===== The records =====

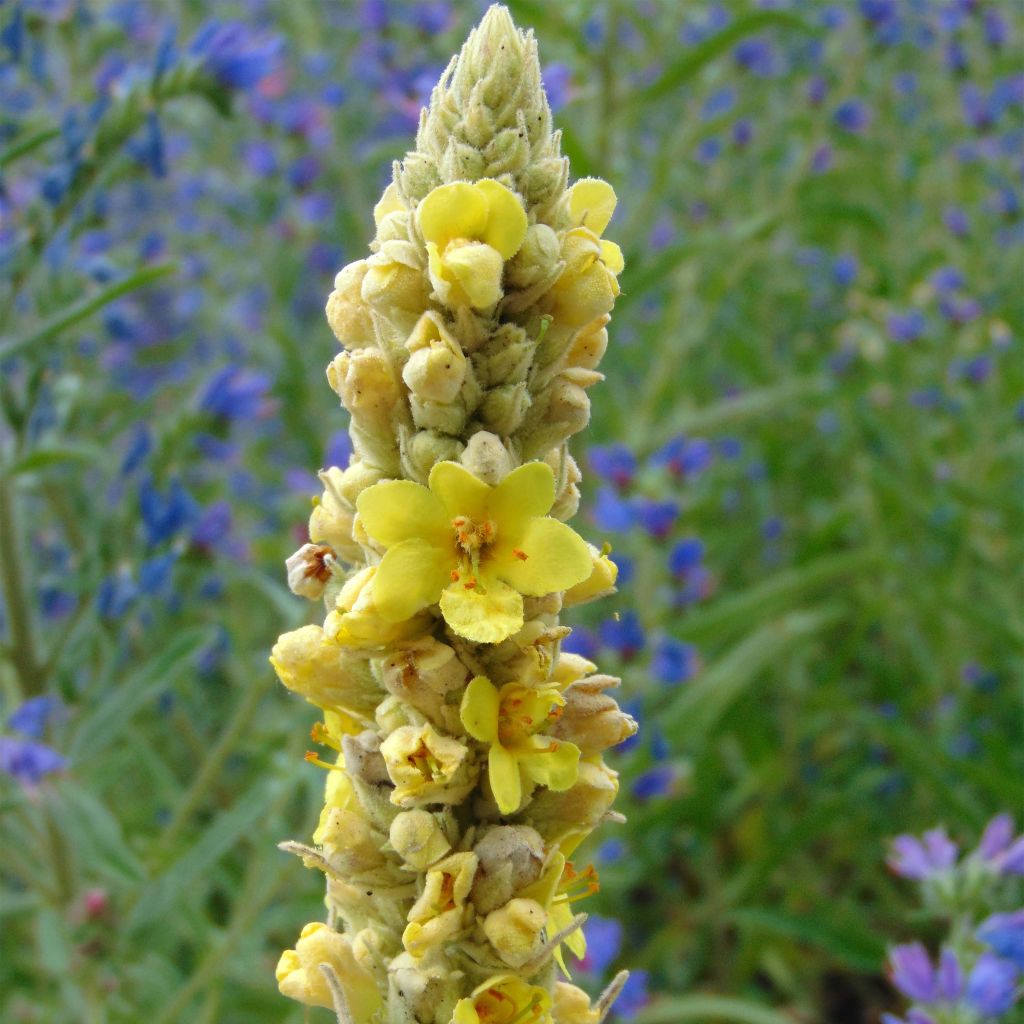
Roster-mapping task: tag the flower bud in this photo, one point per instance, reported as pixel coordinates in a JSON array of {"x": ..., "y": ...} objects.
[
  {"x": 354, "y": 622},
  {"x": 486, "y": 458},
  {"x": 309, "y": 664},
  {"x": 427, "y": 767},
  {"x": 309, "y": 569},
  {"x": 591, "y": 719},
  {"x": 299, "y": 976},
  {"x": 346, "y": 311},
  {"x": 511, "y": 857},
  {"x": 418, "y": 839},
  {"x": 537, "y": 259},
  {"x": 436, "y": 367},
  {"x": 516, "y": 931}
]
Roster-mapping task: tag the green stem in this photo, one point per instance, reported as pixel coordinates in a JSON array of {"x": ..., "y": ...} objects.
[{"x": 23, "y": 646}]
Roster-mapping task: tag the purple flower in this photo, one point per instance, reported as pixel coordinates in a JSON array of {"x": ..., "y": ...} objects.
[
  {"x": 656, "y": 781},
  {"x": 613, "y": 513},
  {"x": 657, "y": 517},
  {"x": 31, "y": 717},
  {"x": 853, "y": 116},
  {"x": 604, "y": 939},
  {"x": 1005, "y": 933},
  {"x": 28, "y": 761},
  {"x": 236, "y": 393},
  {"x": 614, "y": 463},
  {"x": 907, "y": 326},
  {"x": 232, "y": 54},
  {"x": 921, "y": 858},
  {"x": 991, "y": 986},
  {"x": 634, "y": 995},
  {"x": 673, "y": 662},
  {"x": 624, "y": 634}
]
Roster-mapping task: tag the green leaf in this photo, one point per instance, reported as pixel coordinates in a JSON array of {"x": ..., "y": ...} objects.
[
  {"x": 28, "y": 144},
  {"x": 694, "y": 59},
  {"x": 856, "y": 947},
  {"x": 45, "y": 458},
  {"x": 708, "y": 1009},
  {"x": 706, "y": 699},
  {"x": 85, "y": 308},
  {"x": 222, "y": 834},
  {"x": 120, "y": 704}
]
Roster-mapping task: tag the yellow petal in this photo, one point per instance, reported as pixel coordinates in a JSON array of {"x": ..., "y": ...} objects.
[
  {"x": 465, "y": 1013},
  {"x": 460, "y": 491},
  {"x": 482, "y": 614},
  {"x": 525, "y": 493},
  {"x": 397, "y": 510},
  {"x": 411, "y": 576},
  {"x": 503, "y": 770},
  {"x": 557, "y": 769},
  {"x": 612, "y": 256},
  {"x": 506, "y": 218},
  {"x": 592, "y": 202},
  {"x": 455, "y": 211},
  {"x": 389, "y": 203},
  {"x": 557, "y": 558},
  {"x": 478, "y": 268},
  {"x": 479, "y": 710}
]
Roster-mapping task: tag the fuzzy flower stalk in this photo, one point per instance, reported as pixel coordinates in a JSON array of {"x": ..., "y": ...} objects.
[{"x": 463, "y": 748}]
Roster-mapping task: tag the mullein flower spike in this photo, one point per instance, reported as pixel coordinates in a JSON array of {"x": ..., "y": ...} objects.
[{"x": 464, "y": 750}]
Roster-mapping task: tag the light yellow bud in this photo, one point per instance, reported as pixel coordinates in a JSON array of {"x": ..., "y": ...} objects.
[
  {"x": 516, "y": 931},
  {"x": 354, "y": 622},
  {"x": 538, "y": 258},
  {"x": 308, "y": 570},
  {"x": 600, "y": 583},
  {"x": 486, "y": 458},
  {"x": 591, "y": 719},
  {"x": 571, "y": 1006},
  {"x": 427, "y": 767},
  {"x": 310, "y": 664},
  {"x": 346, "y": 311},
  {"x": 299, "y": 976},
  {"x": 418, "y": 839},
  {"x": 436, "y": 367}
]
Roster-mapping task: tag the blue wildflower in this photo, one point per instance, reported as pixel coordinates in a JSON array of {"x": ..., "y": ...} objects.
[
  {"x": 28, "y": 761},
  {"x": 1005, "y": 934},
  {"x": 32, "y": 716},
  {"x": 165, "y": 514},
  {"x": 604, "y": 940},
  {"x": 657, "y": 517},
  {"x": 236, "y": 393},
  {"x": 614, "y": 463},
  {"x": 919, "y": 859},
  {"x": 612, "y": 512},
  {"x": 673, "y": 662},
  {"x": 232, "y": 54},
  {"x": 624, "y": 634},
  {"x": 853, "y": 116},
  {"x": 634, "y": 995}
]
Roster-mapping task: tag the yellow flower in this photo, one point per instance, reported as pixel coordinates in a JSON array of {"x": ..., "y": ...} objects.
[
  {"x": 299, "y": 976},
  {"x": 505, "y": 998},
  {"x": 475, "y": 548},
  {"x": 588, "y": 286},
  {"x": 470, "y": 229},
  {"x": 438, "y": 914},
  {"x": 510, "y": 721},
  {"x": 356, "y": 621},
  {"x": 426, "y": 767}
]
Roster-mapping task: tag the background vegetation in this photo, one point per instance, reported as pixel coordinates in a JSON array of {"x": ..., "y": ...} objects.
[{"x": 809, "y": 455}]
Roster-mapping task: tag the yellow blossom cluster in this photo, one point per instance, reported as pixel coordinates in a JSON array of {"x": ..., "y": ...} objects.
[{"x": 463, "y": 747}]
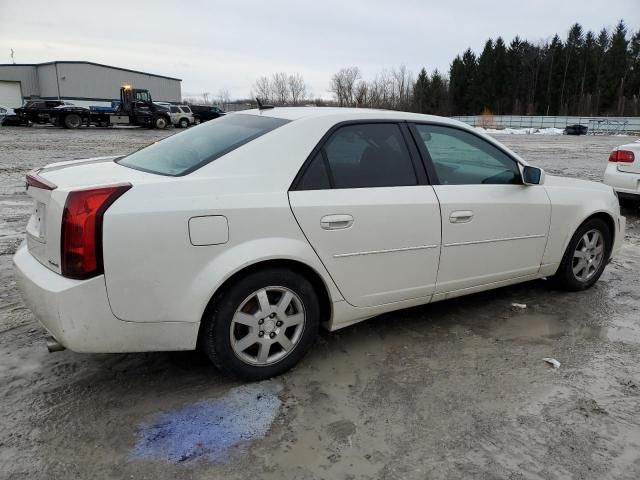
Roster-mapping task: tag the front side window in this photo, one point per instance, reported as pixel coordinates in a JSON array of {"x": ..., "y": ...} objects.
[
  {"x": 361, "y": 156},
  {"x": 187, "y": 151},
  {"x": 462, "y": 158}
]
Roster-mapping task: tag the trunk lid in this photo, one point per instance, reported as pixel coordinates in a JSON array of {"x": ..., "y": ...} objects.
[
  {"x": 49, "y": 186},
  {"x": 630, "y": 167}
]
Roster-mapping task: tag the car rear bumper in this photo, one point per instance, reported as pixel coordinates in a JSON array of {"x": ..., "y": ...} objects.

=====

● Short task
Rescale everything in the material from the line with "Roster-mapping task: tag the trunk" up to and including the last line, repeating the requests word for word and multiplying each answer coordinate by 2.05, rounded to whole numbers with halves rounded up.

● Result of this exercise
Roster-mapping task: tag the trunk lid in this photo, one point per instance, reported as pixel coordinates in a JSON array of {"x": ..., "y": ...} objects.
[
  {"x": 100, "y": 381},
  {"x": 1292, "y": 342}
]
Roster-mapping task: tag the car rear bumper in this photo, one point per instance, reported as pixel coordinates in a JSON array of {"x": ..., "y": ...} objects.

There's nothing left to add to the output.